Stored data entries
^^^^^^^^^^^^^^^^
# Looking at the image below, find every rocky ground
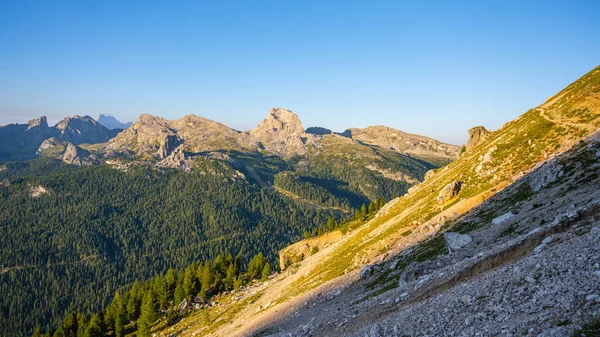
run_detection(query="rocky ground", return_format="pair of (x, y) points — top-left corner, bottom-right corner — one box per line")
(253, 140), (600, 337)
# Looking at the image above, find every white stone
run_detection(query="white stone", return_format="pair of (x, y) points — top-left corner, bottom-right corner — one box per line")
(492, 212), (514, 225)
(444, 232), (472, 252)
(541, 236), (554, 245)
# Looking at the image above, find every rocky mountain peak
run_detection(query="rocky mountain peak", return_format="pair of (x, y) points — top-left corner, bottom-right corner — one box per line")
(96, 114), (132, 130)
(255, 108), (305, 135)
(248, 108), (313, 157)
(27, 116), (48, 130)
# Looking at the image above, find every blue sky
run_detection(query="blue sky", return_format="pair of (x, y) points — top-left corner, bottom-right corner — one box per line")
(0, 0), (598, 144)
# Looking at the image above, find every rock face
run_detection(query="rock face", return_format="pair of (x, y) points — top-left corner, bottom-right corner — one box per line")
(55, 115), (120, 144)
(443, 232), (472, 252)
(466, 126), (490, 151)
(63, 143), (96, 166)
(527, 161), (564, 192)
(106, 114), (248, 158)
(96, 114), (132, 130)
(248, 108), (315, 157)
(437, 181), (463, 204)
(341, 125), (460, 161)
(27, 116), (48, 130)
(157, 134), (181, 159)
(36, 137), (62, 154)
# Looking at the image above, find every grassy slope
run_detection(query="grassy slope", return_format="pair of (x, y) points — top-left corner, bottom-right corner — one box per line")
(159, 66), (600, 336)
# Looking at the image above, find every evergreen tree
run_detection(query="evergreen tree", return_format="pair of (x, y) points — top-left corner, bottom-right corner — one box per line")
(200, 262), (212, 292)
(182, 265), (196, 299)
(137, 292), (155, 337)
(368, 201), (376, 214)
(174, 283), (184, 305)
(233, 275), (243, 291)
(153, 275), (167, 310)
(83, 314), (102, 337)
(261, 262), (271, 281)
(53, 326), (65, 337)
(225, 263), (236, 290)
(247, 253), (265, 280)
(126, 282), (141, 321)
(164, 268), (177, 304)
(76, 313), (88, 337)
(360, 203), (367, 217)
(326, 217), (337, 231)
(111, 292), (126, 337)
(62, 313), (78, 337)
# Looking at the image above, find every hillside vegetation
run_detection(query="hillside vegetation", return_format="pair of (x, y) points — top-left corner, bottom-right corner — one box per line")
(152, 66), (600, 336)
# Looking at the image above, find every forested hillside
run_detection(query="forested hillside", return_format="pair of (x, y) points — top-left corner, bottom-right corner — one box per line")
(0, 148), (428, 336)
(0, 158), (338, 336)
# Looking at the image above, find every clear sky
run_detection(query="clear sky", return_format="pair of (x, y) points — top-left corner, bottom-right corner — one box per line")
(1, 0), (598, 144)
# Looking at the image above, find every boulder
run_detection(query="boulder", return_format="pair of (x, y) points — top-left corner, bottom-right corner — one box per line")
(527, 161), (563, 192)
(444, 232), (472, 252)
(437, 181), (463, 204)
(424, 169), (436, 180)
(466, 126), (490, 151)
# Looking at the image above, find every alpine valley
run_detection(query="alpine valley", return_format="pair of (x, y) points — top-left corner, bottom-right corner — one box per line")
(0, 108), (458, 336)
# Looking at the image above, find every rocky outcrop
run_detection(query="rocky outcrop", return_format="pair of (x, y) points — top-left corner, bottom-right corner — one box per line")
(36, 137), (62, 154)
(466, 126), (490, 151)
(527, 161), (564, 192)
(341, 125), (460, 161)
(157, 145), (194, 172)
(443, 232), (472, 252)
(27, 116), (48, 130)
(30, 185), (51, 198)
(437, 181), (463, 204)
(247, 108), (315, 157)
(157, 134), (181, 159)
(63, 143), (96, 166)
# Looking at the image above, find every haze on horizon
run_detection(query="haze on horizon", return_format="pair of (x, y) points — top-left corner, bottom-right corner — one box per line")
(1, 0), (599, 145)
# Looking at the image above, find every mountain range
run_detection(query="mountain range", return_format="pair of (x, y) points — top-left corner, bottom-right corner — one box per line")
(0, 108), (459, 336)
(4, 65), (600, 337)
(0, 115), (120, 163)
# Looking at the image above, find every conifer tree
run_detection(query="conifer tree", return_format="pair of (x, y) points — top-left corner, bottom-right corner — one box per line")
(164, 268), (176, 304)
(76, 313), (88, 337)
(112, 292), (126, 337)
(137, 292), (155, 337)
(126, 282), (141, 321)
(62, 313), (78, 337)
(261, 262), (271, 281)
(200, 262), (212, 292)
(174, 283), (184, 305)
(53, 326), (65, 337)
(83, 314), (102, 337)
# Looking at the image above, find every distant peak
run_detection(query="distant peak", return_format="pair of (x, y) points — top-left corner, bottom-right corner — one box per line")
(27, 116), (48, 129)
(258, 108), (304, 134)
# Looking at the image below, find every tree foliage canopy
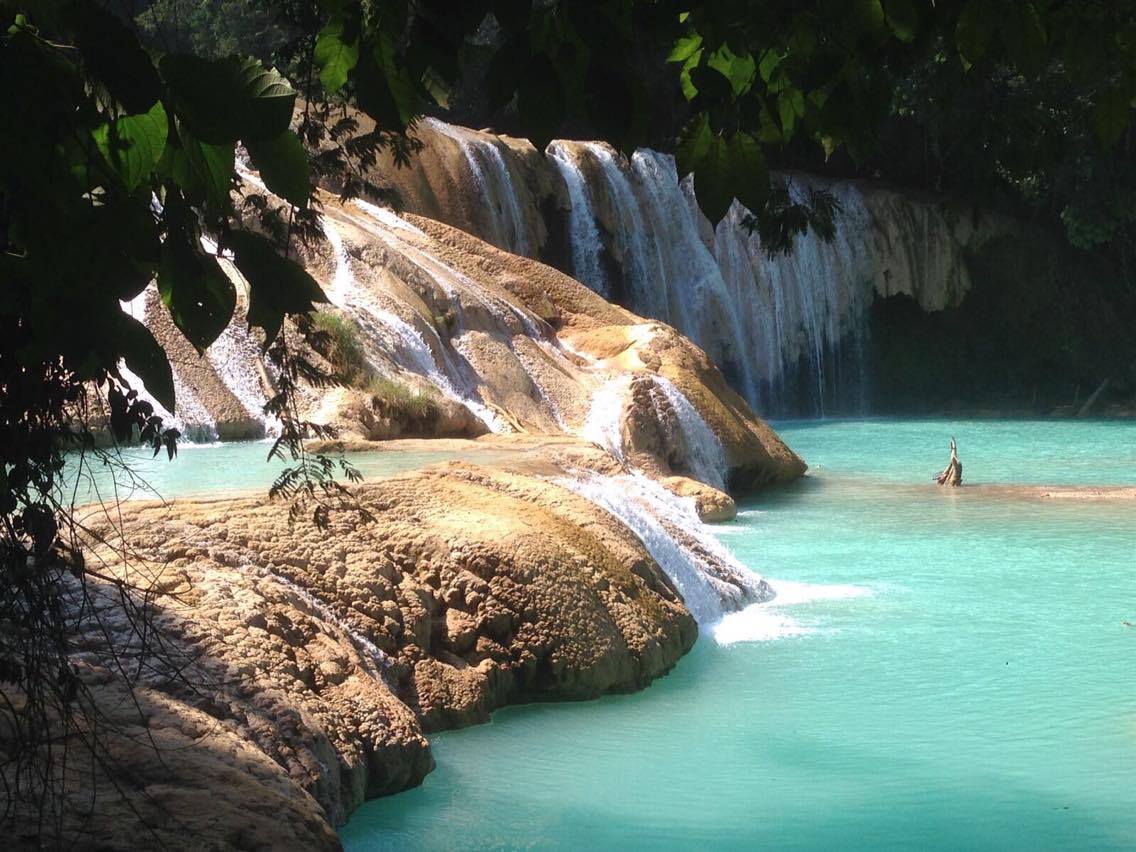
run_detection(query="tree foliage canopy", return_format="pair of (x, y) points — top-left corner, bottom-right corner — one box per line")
(2, 0), (1136, 837)
(4, 0), (1135, 426)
^^^^^^^^^^^^^^^^
▶ _Problem to work on_
Go through the data and copy every line that includes "below".

▶ _Response to the exercise_
# Looking at the image below, find every rocky ground
# Looking at the image below, find every tree foliage canopy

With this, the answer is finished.